▶ **Exercise details**:
Gather every line in the items below that contains the word "hand". Case counts, so only lines matching that exact capitalization qualify.

▶ **Entries**:
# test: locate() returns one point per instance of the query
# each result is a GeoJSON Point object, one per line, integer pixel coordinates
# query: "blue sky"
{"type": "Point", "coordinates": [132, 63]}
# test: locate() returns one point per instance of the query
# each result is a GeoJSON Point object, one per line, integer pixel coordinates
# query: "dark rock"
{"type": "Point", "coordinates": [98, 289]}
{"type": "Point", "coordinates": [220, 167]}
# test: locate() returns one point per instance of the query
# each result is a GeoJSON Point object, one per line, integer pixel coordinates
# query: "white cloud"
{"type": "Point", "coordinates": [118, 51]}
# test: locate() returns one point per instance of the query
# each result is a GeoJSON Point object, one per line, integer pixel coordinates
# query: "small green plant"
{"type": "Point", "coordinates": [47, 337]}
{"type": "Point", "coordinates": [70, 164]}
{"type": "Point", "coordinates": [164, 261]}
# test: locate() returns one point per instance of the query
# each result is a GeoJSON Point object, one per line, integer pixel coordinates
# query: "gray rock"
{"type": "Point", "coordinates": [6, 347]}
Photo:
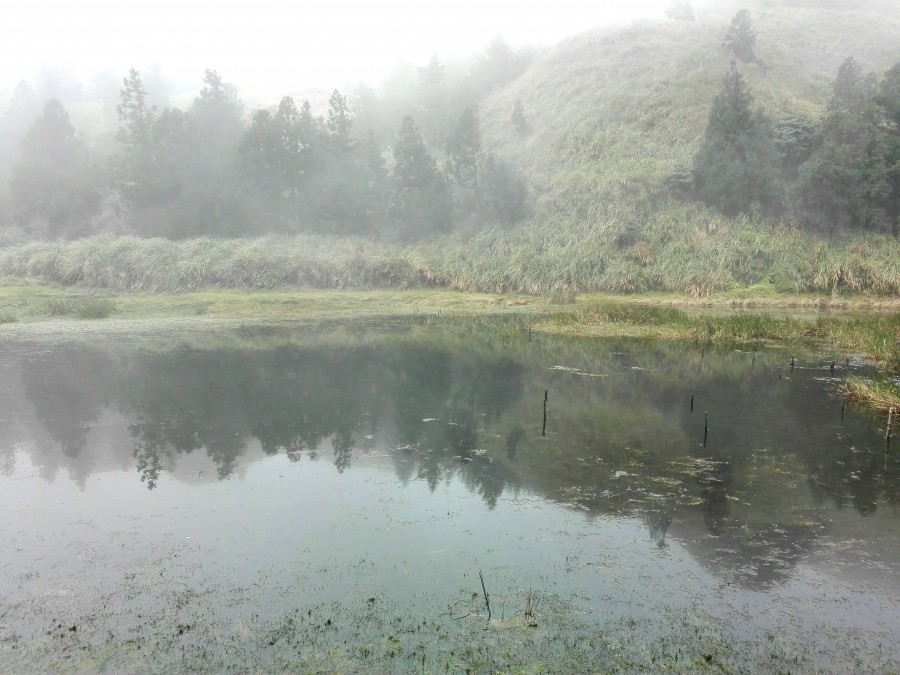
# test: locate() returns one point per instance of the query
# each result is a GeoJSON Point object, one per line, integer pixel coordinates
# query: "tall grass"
{"type": "Point", "coordinates": [82, 308]}
{"type": "Point", "coordinates": [680, 249]}
{"type": "Point", "coordinates": [876, 336]}
{"type": "Point", "coordinates": [878, 395]}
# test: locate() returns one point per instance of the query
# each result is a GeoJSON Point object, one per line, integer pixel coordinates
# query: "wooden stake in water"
{"type": "Point", "coordinates": [887, 433]}
{"type": "Point", "coordinates": [546, 394]}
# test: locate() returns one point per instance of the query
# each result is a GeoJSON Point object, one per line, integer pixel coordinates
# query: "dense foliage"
{"type": "Point", "coordinates": [839, 173]}
{"type": "Point", "coordinates": [211, 169]}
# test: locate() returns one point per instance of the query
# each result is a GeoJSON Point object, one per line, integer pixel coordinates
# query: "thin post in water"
{"type": "Point", "coordinates": [487, 598]}
{"type": "Point", "coordinates": [887, 432]}
{"type": "Point", "coordinates": [544, 430]}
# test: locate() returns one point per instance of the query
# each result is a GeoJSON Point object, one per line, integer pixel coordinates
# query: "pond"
{"type": "Point", "coordinates": [344, 496]}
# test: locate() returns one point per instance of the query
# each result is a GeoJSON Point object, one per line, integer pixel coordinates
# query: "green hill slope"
{"type": "Point", "coordinates": [613, 112]}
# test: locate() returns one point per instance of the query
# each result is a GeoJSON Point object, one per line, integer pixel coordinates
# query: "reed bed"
{"type": "Point", "coordinates": [682, 249]}
{"type": "Point", "coordinates": [81, 307]}
{"type": "Point", "coordinates": [876, 336]}
{"type": "Point", "coordinates": [879, 395]}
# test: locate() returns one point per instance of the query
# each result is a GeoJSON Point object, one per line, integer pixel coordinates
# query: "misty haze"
{"type": "Point", "coordinates": [470, 338]}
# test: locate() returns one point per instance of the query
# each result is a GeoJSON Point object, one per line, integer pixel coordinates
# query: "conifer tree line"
{"type": "Point", "coordinates": [836, 173]}
{"type": "Point", "coordinates": [212, 169]}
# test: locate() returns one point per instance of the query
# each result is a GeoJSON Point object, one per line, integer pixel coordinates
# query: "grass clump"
{"type": "Point", "coordinates": [81, 308]}
{"type": "Point", "coordinates": [878, 395]}
{"type": "Point", "coordinates": [876, 336]}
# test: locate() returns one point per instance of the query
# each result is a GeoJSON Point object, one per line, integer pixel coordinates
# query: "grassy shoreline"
{"type": "Point", "coordinates": [866, 325]}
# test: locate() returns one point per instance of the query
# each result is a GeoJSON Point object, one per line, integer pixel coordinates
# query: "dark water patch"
{"type": "Point", "coordinates": [294, 498]}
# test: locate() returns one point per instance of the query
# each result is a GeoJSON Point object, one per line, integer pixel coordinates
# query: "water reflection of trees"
{"type": "Point", "coordinates": [621, 439]}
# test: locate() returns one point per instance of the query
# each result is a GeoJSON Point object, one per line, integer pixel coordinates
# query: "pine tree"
{"type": "Point", "coordinates": [680, 10]}
{"type": "Point", "coordinates": [420, 200]}
{"type": "Point", "coordinates": [737, 164]}
{"type": "Point", "coordinates": [740, 39]}
{"type": "Point", "coordinates": [520, 122]}
{"type": "Point", "coordinates": [339, 122]}
{"type": "Point", "coordinates": [852, 179]}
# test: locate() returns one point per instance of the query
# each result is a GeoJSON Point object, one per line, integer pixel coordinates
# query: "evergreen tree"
{"type": "Point", "coordinates": [737, 164]}
{"type": "Point", "coordinates": [433, 101]}
{"type": "Point", "coordinates": [888, 99]}
{"type": "Point", "coordinates": [54, 189]}
{"type": "Point", "coordinates": [22, 112]}
{"type": "Point", "coordinates": [420, 200]}
{"type": "Point", "coordinates": [520, 122]}
{"type": "Point", "coordinates": [504, 195]}
{"type": "Point", "coordinates": [851, 179]}
{"type": "Point", "coordinates": [740, 39]}
{"type": "Point", "coordinates": [135, 171]}
{"type": "Point", "coordinates": [680, 10]}
{"type": "Point", "coordinates": [463, 146]}
{"type": "Point", "coordinates": [339, 122]}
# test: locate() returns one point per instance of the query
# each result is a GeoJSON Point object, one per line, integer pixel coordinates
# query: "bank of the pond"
{"type": "Point", "coordinates": [864, 325]}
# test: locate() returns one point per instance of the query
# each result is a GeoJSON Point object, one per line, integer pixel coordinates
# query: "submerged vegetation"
{"type": "Point", "coordinates": [875, 336]}
{"type": "Point", "coordinates": [881, 394]}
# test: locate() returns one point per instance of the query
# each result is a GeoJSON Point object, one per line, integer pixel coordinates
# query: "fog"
{"type": "Point", "coordinates": [267, 48]}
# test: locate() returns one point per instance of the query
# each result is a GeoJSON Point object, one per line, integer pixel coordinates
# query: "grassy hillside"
{"type": "Point", "coordinates": [614, 111]}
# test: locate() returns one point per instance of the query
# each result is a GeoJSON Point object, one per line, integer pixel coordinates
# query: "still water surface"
{"type": "Point", "coordinates": [325, 498]}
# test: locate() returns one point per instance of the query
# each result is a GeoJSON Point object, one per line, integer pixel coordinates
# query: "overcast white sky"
{"type": "Point", "coordinates": [279, 45]}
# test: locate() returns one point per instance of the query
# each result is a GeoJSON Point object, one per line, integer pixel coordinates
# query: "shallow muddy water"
{"type": "Point", "coordinates": [323, 498]}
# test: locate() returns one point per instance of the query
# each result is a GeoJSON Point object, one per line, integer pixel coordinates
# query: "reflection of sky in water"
{"type": "Point", "coordinates": [786, 523]}
{"type": "Point", "coordinates": [317, 536]}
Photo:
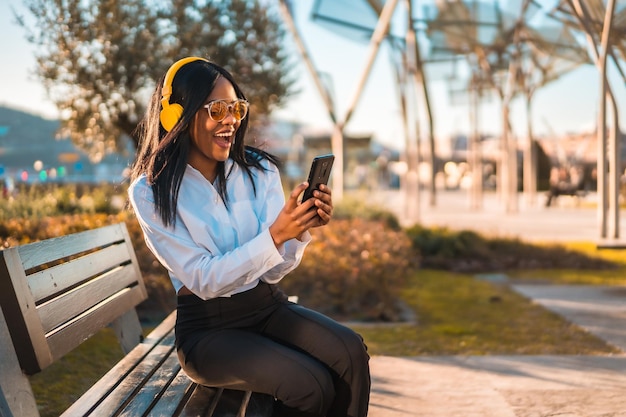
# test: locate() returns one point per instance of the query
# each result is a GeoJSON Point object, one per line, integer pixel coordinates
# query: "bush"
{"type": "Point", "coordinates": [353, 269]}
{"type": "Point", "coordinates": [35, 201]}
{"type": "Point", "coordinates": [467, 251]}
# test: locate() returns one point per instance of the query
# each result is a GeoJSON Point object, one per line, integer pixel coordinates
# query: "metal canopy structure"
{"type": "Point", "coordinates": [513, 48]}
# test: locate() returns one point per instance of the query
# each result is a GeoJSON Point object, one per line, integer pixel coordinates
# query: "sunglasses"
{"type": "Point", "coordinates": [219, 109]}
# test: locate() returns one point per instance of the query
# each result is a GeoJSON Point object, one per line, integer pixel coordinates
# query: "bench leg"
{"type": "Point", "coordinates": [244, 404]}
{"type": "Point", "coordinates": [16, 396]}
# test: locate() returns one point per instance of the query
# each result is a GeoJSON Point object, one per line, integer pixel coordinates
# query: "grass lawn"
{"type": "Point", "coordinates": [456, 314]}
{"type": "Point", "coordinates": [459, 315]}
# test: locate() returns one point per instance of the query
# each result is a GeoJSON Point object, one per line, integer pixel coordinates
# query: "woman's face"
{"type": "Point", "coordinates": [211, 141]}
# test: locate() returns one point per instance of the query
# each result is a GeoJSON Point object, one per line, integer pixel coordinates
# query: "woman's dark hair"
{"type": "Point", "coordinates": [163, 155]}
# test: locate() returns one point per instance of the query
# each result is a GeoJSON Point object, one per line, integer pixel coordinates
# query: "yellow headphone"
{"type": "Point", "coordinates": [170, 114]}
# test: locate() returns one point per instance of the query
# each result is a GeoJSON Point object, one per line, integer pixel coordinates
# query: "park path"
{"type": "Point", "coordinates": [513, 386]}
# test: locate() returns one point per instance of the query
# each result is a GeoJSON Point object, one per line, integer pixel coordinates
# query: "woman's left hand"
{"type": "Point", "coordinates": [323, 206]}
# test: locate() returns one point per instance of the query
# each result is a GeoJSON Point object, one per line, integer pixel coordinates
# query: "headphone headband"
{"type": "Point", "coordinates": [170, 113]}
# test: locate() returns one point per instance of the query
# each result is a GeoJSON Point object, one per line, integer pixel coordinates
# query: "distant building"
{"type": "Point", "coordinates": [30, 152]}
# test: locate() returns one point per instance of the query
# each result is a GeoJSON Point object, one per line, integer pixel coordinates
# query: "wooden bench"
{"type": "Point", "coordinates": [57, 293]}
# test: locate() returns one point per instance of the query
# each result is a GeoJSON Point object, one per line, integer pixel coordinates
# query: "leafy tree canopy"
{"type": "Point", "coordinates": [99, 60]}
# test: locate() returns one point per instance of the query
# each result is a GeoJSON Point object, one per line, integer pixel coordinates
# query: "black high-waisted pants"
{"type": "Point", "coordinates": [259, 341]}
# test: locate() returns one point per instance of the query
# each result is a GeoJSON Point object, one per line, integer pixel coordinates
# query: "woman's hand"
{"type": "Point", "coordinates": [296, 218]}
{"type": "Point", "coordinates": [324, 205]}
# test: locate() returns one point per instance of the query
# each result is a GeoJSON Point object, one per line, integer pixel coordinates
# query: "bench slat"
{"type": "Point", "coordinates": [39, 253]}
{"type": "Point", "coordinates": [65, 339]}
{"type": "Point", "coordinates": [200, 403]}
{"type": "Point", "coordinates": [152, 390]}
{"type": "Point", "coordinates": [176, 393]}
{"type": "Point", "coordinates": [57, 279]}
{"type": "Point", "coordinates": [126, 389]}
{"type": "Point", "coordinates": [71, 304]}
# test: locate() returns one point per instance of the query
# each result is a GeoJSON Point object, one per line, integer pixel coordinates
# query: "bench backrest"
{"type": "Point", "coordinates": [57, 293]}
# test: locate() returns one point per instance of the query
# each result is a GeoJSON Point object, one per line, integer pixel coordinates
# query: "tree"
{"type": "Point", "coordinates": [99, 60]}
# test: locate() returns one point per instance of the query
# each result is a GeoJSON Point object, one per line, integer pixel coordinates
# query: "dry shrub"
{"type": "Point", "coordinates": [353, 269]}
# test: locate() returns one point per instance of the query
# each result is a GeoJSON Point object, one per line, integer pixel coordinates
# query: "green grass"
{"type": "Point", "coordinates": [459, 315]}
{"type": "Point", "coordinates": [63, 382]}
{"type": "Point", "coordinates": [581, 276]}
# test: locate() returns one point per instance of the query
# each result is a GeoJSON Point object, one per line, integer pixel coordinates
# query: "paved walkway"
{"type": "Point", "coordinates": [515, 386]}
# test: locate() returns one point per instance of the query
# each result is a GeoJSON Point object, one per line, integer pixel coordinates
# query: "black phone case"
{"type": "Point", "coordinates": [319, 174]}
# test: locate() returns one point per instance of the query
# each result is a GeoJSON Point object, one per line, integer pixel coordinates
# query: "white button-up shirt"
{"type": "Point", "coordinates": [213, 250]}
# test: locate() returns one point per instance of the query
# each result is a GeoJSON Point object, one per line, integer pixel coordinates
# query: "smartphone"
{"type": "Point", "coordinates": [319, 174]}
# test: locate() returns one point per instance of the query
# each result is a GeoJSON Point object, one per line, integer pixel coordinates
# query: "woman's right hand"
{"type": "Point", "coordinates": [294, 219]}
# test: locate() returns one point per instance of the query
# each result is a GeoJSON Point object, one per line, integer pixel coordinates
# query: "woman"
{"type": "Point", "coordinates": [214, 213]}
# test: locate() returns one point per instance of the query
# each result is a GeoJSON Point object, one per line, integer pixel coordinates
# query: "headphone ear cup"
{"type": "Point", "coordinates": [170, 115]}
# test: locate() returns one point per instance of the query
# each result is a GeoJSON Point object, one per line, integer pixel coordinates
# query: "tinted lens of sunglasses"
{"type": "Point", "coordinates": [219, 109]}
{"type": "Point", "coordinates": [239, 109]}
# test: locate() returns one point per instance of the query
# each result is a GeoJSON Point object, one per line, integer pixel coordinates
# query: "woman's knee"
{"type": "Point", "coordinates": [310, 391]}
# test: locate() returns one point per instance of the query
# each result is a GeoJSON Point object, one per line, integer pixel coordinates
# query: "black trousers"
{"type": "Point", "coordinates": [259, 341]}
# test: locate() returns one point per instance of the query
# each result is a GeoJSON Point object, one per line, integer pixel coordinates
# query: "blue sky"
{"type": "Point", "coordinates": [568, 105]}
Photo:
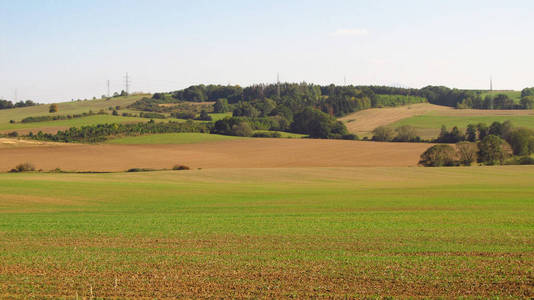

▶ **The solution**:
# query: "woman's left hand"
# query: "woman's hand"
# query: "woman's right hand"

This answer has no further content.